(Pointing entries for named objects)
------------------------------------------------

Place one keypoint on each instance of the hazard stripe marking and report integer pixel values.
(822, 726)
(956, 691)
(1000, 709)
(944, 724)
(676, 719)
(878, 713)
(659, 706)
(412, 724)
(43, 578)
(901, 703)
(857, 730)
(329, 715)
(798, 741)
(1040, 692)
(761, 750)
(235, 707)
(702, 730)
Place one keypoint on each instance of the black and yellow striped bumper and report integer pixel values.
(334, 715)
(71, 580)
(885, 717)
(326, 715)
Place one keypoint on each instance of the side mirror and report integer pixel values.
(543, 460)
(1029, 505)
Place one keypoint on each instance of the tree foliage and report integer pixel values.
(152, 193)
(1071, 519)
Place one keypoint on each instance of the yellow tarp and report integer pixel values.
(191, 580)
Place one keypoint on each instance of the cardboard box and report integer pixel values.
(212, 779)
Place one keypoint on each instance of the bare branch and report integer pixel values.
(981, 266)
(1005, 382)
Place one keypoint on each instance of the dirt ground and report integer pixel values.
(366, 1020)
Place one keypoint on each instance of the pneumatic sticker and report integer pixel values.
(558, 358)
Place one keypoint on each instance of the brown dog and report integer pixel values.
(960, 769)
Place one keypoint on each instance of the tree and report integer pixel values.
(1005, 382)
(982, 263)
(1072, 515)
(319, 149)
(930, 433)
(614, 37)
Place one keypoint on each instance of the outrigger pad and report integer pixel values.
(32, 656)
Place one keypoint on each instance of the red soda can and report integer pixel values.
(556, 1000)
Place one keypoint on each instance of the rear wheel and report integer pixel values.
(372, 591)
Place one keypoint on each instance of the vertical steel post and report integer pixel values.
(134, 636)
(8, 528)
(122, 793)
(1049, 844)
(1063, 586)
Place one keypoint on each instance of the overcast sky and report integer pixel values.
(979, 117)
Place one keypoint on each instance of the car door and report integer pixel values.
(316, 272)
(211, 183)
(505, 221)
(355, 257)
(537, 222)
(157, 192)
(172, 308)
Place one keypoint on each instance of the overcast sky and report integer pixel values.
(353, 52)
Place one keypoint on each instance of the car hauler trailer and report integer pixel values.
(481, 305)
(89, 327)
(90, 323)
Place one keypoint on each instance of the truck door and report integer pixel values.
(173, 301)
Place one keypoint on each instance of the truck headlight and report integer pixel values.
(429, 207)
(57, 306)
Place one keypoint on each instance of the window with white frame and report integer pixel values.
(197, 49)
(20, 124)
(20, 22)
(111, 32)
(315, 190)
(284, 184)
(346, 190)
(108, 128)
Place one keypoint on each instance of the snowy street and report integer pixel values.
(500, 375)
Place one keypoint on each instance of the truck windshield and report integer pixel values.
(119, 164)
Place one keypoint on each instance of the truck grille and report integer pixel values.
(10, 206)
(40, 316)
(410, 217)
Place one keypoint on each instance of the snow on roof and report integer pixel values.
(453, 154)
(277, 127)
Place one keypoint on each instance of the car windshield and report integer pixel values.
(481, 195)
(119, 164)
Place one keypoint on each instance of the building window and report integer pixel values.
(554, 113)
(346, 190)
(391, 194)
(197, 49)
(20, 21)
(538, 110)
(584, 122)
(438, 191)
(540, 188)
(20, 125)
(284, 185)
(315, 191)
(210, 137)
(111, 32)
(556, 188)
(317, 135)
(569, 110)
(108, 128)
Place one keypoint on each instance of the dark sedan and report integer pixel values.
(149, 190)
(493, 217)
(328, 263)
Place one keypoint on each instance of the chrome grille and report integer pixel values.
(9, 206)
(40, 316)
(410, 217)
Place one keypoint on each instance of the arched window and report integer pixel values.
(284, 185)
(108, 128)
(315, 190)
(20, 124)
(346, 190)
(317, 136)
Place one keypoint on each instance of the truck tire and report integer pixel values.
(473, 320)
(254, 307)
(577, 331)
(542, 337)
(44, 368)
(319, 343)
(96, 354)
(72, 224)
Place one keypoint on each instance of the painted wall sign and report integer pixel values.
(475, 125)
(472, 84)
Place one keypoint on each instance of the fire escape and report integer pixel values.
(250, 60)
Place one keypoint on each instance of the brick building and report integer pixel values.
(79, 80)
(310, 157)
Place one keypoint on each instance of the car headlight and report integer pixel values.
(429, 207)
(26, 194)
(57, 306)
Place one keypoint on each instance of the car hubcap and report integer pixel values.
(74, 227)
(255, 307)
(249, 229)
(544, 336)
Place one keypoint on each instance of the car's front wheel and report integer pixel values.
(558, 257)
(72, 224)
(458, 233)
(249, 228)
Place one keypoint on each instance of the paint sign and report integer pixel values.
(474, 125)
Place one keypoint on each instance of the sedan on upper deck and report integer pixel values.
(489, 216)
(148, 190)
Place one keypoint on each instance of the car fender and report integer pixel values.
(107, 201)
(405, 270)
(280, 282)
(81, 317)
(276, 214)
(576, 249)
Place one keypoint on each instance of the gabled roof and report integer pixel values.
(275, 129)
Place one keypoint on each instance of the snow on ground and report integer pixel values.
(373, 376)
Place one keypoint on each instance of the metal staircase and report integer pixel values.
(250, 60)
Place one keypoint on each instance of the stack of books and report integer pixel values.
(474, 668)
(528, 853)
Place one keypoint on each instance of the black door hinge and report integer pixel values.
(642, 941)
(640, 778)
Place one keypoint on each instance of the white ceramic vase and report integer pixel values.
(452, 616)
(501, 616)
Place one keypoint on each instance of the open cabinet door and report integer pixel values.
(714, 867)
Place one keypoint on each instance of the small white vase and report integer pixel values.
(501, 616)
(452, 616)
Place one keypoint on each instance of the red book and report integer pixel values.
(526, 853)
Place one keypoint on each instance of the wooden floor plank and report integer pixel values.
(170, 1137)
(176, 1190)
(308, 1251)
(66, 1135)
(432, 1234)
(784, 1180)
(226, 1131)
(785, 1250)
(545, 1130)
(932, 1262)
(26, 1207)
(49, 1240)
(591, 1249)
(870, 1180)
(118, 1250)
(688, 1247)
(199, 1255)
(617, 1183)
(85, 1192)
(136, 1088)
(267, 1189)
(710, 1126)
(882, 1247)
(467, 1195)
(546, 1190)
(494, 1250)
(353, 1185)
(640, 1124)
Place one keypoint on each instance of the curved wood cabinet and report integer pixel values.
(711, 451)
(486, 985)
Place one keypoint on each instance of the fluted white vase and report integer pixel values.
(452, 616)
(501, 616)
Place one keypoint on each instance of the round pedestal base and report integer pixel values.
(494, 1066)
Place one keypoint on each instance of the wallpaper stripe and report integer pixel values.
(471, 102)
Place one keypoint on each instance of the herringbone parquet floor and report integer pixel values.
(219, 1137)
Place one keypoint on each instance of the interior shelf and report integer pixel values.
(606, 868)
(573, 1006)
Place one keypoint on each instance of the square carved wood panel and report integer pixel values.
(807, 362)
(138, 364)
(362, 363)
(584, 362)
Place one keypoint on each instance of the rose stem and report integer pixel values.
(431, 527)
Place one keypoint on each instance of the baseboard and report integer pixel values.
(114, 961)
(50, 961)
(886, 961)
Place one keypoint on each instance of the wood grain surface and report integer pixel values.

------------------------------------------------

■ TASK DESCRIPTION:
Copy the listing above word for word, keeping every line unchanged.

■ COMPLETED EXERCISE:
Place one keypoint on each instance of the hazard stripe marking and report integer pixel values.
(822, 726)
(956, 691)
(1000, 709)
(944, 724)
(676, 719)
(878, 713)
(659, 706)
(412, 724)
(43, 578)
(901, 703)
(857, 730)
(329, 715)
(798, 741)
(1040, 692)
(761, 750)
(235, 707)
(702, 730)
Place one keypoint on each instance of the black and yellow striped bumper and report integer pixel values.
(334, 715)
(71, 580)
(885, 717)
(326, 715)
Place one keypoint on each instance of the side mirror and report integer pixel values.
(543, 460)
(1029, 505)
Place one keypoint on each instance of the tree foliage and report integer pixel values.
(152, 193)
(1071, 519)
Place one keypoint on each instance of the yellow tarp and report integer pixel values.
(191, 580)
Place one keypoint on each instance of the cardboard box and report integer pixel values.
(212, 779)
Place one keypoint on each instance of the bare branch and report integer pixel values.
(981, 266)
(1005, 382)
Place one keypoint on each instance of the dirt ground and report integer pixel values.
(366, 1020)
Place one keypoint on each instance of the pneumatic sticker and report integer pixel values.
(558, 358)
Place one keypoint on each instance of the brown dog and report integer pixel values.
(960, 769)
Place one keypoint on each instance of the tree and report integer pixel values.
(1005, 382)
(982, 263)
(1072, 515)
(319, 149)
(930, 433)
(614, 37)
Place one keypoint on each instance of the outrigger pad and report integer pixel values.
(32, 656)
Place one keypoint on each instance of the red soda can and report integer pixel values.
(556, 1000)
Place one keypoint on each instance of the rear wheel and report integer pixel values.
(372, 591)
Place one keypoint on each instance of the vertical steel post and report integer pixel values.
(134, 636)
(8, 528)
(122, 793)
(1049, 844)
(1063, 586)
Place one keypoint on each instance of the overcast sky and report integer pixel values.
(979, 117)
Place one keypoint on each instance of the car door and report integer pixel values.
(316, 272)
(211, 183)
(505, 221)
(355, 257)
(537, 222)
(157, 192)
(172, 308)
Place one keypoint on each instance of the overcast sky and report integer pixel values.
(353, 52)
Place one keypoint on each instance of the car hauler trailer and report integer pixel values.
(481, 305)
(89, 327)
(90, 323)
Place one keypoint on each instance of the truck door and report integer pixel values.
(173, 301)
Place one keypoint on each instance of the truck headlight and report integer pixel values.
(429, 207)
(57, 306)
Place one keypoint on each instance of the window with white frame and report integer pixel values.
(197, 49)
(20, 124)
(20, 22)
(111, 32)
(315, 190)
(284, 184)
(346, 190)
(108, 128)
Place one keypoint on each instance of the snowy street and report integer pixel values.
(500, 375)
Place one keypoint on each instance of the truck windshield and report integer pixel values.
(119, 164)
Place one keypoint on each instance of the truck grille and report integer pixel values.
(10, 206)
(40, 316)
(410, 217)
Place one keypoint on each instance of the snow on roof and report integer pixel values.
(453, 154)
(277, 127)
Place one keypoint on each instance of the car windshield and report integer pixel values.
(481, 195)
(119, 164)
Place one keypoint on each instance of the building window and report integer pixel values.
(554, 113)
(346, 190)
(391, 194)
(197, 49)
(20, 21)
(538, 110)
(584, 122)
(438, 191)
(540, 188)
(20, 125)
(284, 185)
(315, 191)
(210, 137)
(111, 32)
(556, 188)
(317, 135)
(569, 110)
(108, 128)
Place one keypoint on each instance of the dark sedan and report integer pixel values.
(149, 190)
(493, 217)
(328, 263)
Place one keypoint on each instance of the chrome grille and report integer pixel values.
(9, 206)
(40, 316)
(410, 217)
Place one keypoint on each instance of the arched window and report integer pixel values.
(284, 185)
(108, 128)
(315, 190)
(20, 124)
(346, 190)
(317, 136)
Place one keypoint on each instance of the truck tire and report integer pixel values.
(473, 320)
(254, 307)
(577, 331)
(542, 337)
(44, 368)
(319, 343)
(96, 354)
(72, 224)
Place one keypoint on each instance of the painted wall sign and report integer pixel values.
(475, 125)
(472, 84)
Place one keypoint on each instance of the fire escape and report integer pixel values.
(250, 60)
Place one keypoint on each instance of the brick building and report integer pixel values.
(79, 80)
(310, 157)
Place one keypoint on each instance of the car headlight and report integer pixel values.
(429, 207)
(26, 194)
(57, 306)
Place one keypoint on each instance of the car hubcap and report integer pixel values.
(74, 227)
(255, 307)
(249, 229)
(544, 336)
Place one keypoint on each instance of the car's front wheel and report integer pixel values.
(558, 257)
(72, 224)
(458, 233)
(249, 228)
Place one keypoint on each instance of the paint sign and report integer pixel values.
(474, 125)
Place one keypoint on each instance of the sedan on upper deck and report integer pixel values.
(489, 216)
(148, 190)
Place one keypoint on each instance of the car fender and report integer pixel values.
(107, 201)
(405, 270)
(280, 282)
(81, 317)
(276, 214)
(576, 249)
Place one keypoint on each instance of the gabled roof and report integer pixel values.
(275, 129)
Place one keypoint on each instance of the snow on ground and report integer pixel values.
(373, 376)
Place one keypoint on each instance of the metal staircase and report integer pixel values.
(250, 60)
Place one keypoint on each instance of the stack of books and report integer pixel values.
(474, 668)
(528, 853)
Place one keypoint on each instance of the black door hinge and report integer pixel values.
(642, 941)
(640, 778)
Place one keypoint on each instance of the white ceramic vase and report integer pixel values.
(452, 616)
(501, 616)
Place one keypoint on each instance of the open cabinet door and report integer pixel values.
(714, 867)
Place one keypoint on each instance of the small white vase and report integer pixel values.
(501, 616)
(452, 616)
Place one keypoint on each instance of the red book and report integer pixel values.
(526, 853)
Place one keypoint on each instance of the wooden floor plank and report integer pixel values.
(170, 1137)
(176, 1190)
(308, 1251)
(66, 1135)
(432, 1234)
(784, 1180)
(226, 1131)
(785, 1250)
(545, 1130)
(932, 1262)
(26, 1207)
(49, 1240)
(591, 1249)
(870, 1180)
(118, 1250)
(688, 1247)
(199, 1255)
(617, 1183)
(85, 1192)
(136, 1088)
(267, 1189)
(710, 1126)
(882, 1247)
(467, 1195)
(546, 1190)
(494, 1250)
(353, 1185)
(640, 1124)
Place one keypoint on each instance of the curved wood cabinet and report integer pixel values.
(711, 451)
(486, 985)
Place one keypoint on each instance of the fluted white vase and report integer pixel values.
(452, 616)
(501, 616)
Place one keypoint on each instance of the round pedestal base and report integer pixel values.
(494, 1066)
Place one keypoint on each instance of the wallpaper stripe and report integer pixel values.
(471, 102)
Place one keypoint on each instance of the herringbone parquet floor and report integer pixel values.
(219, 1137)
Place one keypoint on each instance of the interior shelf and report integer pixel values.
(606, 868)
(573, 1006)
Place one keypoint on each instance of the square carved wood panel and report integer pixel values.
(807, 362)
(138, 364)
(362, 363)
(584, 362)
Place one keypoint on each instance of the rose stem and report integer pixel values.
(431, 527)
Place one keypoint on each instance of the baseboard and report integer pixel values.
(114, 961)
(50, 961)
(886, 961)
Place one keypoint on each instance of the wood grain surface and report integer pixel values.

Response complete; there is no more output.